## Task objective
Provide an exact reproduction of every entry.

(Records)
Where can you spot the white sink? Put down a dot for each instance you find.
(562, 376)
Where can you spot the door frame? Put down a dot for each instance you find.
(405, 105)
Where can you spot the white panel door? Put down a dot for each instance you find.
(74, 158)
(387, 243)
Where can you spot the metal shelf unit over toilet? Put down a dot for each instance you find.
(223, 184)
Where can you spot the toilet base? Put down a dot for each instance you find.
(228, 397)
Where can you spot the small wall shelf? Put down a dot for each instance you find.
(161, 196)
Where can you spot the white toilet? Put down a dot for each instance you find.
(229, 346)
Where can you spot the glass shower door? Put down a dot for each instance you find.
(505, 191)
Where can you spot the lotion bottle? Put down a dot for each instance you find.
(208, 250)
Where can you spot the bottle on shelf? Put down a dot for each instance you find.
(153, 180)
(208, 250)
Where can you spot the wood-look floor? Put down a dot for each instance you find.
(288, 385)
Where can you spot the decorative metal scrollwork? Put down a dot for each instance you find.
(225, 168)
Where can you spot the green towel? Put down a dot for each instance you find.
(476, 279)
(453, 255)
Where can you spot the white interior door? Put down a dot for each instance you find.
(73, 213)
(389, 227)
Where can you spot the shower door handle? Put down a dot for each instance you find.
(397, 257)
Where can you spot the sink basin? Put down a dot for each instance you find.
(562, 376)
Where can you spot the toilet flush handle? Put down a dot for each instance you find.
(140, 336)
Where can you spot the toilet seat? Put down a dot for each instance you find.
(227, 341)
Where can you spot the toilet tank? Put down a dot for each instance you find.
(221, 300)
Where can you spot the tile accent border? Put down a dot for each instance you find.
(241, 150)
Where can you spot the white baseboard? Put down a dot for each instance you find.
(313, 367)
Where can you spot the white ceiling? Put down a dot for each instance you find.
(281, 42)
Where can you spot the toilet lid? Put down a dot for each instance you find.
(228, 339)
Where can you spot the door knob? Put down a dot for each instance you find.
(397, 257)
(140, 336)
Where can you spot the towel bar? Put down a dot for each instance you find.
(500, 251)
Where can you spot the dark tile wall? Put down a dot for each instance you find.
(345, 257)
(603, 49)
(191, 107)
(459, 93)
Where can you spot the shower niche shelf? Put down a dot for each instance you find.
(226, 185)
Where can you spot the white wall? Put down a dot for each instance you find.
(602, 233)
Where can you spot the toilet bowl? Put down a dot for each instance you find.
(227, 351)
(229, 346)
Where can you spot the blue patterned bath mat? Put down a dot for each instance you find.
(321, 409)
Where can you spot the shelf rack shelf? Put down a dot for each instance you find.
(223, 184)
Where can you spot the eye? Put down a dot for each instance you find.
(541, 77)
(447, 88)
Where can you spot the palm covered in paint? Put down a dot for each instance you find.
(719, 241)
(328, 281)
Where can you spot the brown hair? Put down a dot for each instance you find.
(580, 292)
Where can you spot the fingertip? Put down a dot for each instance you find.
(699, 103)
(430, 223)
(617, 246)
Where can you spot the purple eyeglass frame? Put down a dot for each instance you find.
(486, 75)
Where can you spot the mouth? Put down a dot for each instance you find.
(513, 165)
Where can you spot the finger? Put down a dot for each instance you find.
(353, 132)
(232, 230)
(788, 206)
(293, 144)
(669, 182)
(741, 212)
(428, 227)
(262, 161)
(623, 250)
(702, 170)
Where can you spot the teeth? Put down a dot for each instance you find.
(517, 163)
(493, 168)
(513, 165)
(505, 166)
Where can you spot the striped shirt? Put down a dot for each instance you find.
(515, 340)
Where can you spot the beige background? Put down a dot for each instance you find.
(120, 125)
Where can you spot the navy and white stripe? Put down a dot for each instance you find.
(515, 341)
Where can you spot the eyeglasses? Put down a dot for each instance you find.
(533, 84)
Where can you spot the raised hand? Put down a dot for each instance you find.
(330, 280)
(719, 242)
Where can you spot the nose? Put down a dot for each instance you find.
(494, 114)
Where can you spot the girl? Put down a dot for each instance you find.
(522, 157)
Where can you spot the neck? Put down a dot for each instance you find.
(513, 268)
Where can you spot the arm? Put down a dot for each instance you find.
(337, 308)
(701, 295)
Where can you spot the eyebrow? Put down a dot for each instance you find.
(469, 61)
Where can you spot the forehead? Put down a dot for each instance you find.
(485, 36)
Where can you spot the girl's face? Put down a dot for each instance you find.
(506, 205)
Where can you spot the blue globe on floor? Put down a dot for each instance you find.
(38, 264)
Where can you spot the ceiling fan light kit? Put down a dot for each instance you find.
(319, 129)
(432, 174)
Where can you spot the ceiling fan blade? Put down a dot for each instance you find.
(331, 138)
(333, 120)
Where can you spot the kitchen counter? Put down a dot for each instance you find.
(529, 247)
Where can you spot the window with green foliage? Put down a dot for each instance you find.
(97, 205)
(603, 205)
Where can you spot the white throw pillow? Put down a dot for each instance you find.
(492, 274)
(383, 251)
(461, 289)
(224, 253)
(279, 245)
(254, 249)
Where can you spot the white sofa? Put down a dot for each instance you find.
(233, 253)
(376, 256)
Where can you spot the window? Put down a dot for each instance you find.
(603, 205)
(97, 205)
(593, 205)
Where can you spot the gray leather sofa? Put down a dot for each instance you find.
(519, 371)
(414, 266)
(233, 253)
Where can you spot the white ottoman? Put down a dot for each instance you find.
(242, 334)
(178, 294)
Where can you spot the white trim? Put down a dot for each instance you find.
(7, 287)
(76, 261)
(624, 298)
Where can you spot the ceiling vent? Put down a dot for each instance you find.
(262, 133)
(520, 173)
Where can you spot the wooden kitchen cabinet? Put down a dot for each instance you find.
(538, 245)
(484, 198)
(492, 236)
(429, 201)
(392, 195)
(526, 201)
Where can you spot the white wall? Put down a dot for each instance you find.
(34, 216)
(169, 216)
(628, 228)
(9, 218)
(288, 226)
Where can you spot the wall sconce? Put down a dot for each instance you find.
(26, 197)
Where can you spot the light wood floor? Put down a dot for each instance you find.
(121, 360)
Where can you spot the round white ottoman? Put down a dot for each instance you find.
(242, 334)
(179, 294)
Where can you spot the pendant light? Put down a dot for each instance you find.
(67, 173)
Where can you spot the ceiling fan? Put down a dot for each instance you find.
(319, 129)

## Exercise response
Where can you spot the white sink? Put down a dot for each instance you find.
(562, 376)
Where can you spot the door frame? Put down a dot for each instance you find.
(405, 105)
Where can you spot the white panel door? Put down a dot for each instance you find.
(74, 158)
(387, 243)
Where can you spot the metal shelf unit over toilet? Put down a dot for each instance you find.
(223, 184)
Where can you spot the toilet base? Put down a dot for each instance you find.
(228, 397)
Where can you spot the small wall shelf? Put down a dot for each instance you find.
(161, 196)
Where can you spot the white toilet? Put down a dot for each instance you find.
(229, 346)
Where can you spot the glass shower door? Put down a dot for each instance you find.
(505, 191)
Where can you spot the lotion bottle? Put down a dot for each instance you find.
(208, 250)
Where can you spot the bottle on shelf? Put down a dot for each instance you find.
(153, 180)
(208, 250)
Where can you spot the wood-look floor? Put down a dot for each instance you find.
(288, 385)
Where can you spot the decorative metal scrollwork? Put down a dot for each instance you find.
(225, 168)
Where can you spot the green towel? Put down a dot for each instance you find.
(476, 279)
(453, 255)
Where can you spot the white interior door? Put down a dot for each instance you find.
(73, 213)
(389, 227)
Where can you spot the shower door handle? Put down a dot for each instance you find.
(397, 257)
Where can you spot the sink basin? Put down a dot for each instance you find.
(562, 376)
Where can you spot the toilet flush handle? Put down a dot for each instance you find.
(140, 336)
Where can you spot the toilet seat? Put down a dot for each instance you find.
(227, 341)
Where can you spot the toilet tank? Put down a dot for each instance you find.
(221, 300)
Where can you spot the tile accent border? Put down a dot for each instance you find.
(241, 150)
Where can you spot the white baseboard? Put down a dot for each instance you find.
(313, 367)
Where can you spot the white ceiling? Put down a dot for each instance you find.
(281, 42)
Where can you spot the toilet lid? Put down a dot for each instance you find.
(228, 339)
Where can you spot the door knob? Put down a dot for each instance you find.
(397, 257)
(140, 336)
Where can you spot the towel bar? Put down a dot for each instance you find.
(500, 251)
Where can you spot the dark tile wall? Put down a dot for each instance you find.
(345, 257)
(603, 49)
(191, 107)
(459, 93)
Where can you spot the shower niche shelf? Put down a dot for each instance you find.
(226, 185)
Where can you spot the white wall? Put down a dot for each instance you find.
(602, 233)
Where can you spot the toilet bowl? Put down a dot for each instance you find.
(227, 351)
(229, 346)
Where can you spot the blue patterned bath mat? Put down a dot for each instance you find.
(321, 409)
Where can you spot the shelf rack shelf? Put down a dot for each instance you find.
(223, 184)
Where can you spot the eye? Put down a dot for each instance you find.
(541, 77)
(447, 88)
Where can you spot the palm covered in paint? Put down a dot for each instance you find.
(719, 241)
(328, 281)
Where can you spot the brown hair? Put down a dot for each instance you find.
(580, 292)
Where can you spot the fingertip? Put down a dot for each instance you find.
(699, 103)
(430, 223)
(617, 246)
Where can you spot the purple eyeglass frame? Put down a dot for each instance you find.
(486, 75)
Where can you spot the mouth? Put down a dot for each instance you find.
(513, 165)
Where can you spot the finger? Put down a dot for each instance you find.
(353, 132)
(232, 230)
(788, 206)
(293, 144)
(669, 182)
(741, 212)
(428, 227)
(262, 161)
(623, 250)
(702, 170)
Where can you spot the teeth? Put down a dot for each instance you find.
(517, 163)
(493, 168)
(513, 165)
(505, 166)
Where can you spot the striped shirt? Put down a dot for each instance you find.
(515, 340)
Where can you spot the beige background? Put down a dot for each instance you find.
(120, 125)
Where can you spot the navy and white stripe? Put down a dot for each instance you find.
(515, 341)
Where can you spot the eyeglasses? Put down a dot for each instance you find.
(533, 84)
Where can you spot the raised hand? Put down a dot for each instance you find.
(330, 280)
(719, 242)
Where can you spot the nose? Put down a dot for each instance you find.
(494, 114)
Where can you spot the girl? Put down a dot for each instance you find.
(522, 157)
Where can you spot the neck? Put down a dot for each instance you find.
(513, 268)
Where can you spot the arm? Put down a dot for each instance you find.
(337, 308)
(701, 295)
Where can you spot the eyebrow? Put down a dot for each instance you find.
(469, 61)
Where can you spot the forehead? Put down a dot for each instance you find.
(485, 36)
Where can you spot the girl's face? Put down a dot for each instance you find.
(506, 205)
Where can you spot the blue globe on floor? Put down a dot for each instance you find.
(38, 264)
Where can you spot the ceiling fan light kit? Put down a dot for each instance you find.
(319, 129)
(432, 174)
Where can you spot the ceiling fan blade? Put down a dot for each instance you find.
(331, 138)
(333, 120)
Where can you spot the kitchen counter? Put down a dot for each instance you find.
(529, 247)
Where can you spot the window with green foliage? Put down a dot for each instance you find.
(97, 205)
(603, 205)
Where can you spot the white throw pillow? Put down a dot for each instance you find.
(492, 274)
(383, 251)
(461, 289)
(224, 253)
(279, 245)
(254, 249)
Where can you spot the white sofa? Put down a dot for each instance you find.
(233, 253)
(376, 256)
Where can you spot the window? Put down a dot for each instance you find.
(603, 205)
(97, 205)
(593, 205)
Where can you spot the gray leather sofa? Put down a dot for each instance you find.
(519, 371)
(414, 266)
(233, 253)
Where can you spot the white ottoman? Put down a dot for each instance you find.
(242, 334)
(178, 294)
Where can you spot the white trim? Put down a dot for each instance you find.
(7, 287)
(76, 261)
(624, 298)
Where can you spot the ceiling vent? Put down a dot for each instance you find.
(262, 133)
(520, 173)
Where can you spot the wooden kitchen cabinet? Put down a dot for each instance you find.
(538, 245)
(484, 198)
(492, 236)
(429, 201)
(392, 195)
(526, 201)
Where can you spot the white wall? Put down a dot for each instance you find.
(34, 216)
(169, 216)
(628, 228)
(9, 218)
(288, 226)
Where can you spot the wall sconce? Put down a dot for each instance you find.
(26, 197)
Where can you spot the light wood floor? Put down a dot for each instance you find.
(121, 360)
Where can you spot the round white ottoman? Put down a dot for each instance you find.
(242, 334)
(179, 294)
Where can you spot the pendant light? Put down a dot for each instance you find.
(67, 173)
Where can you spot the ceiling fan? Put down a dot for each instance you find.
(319, 129)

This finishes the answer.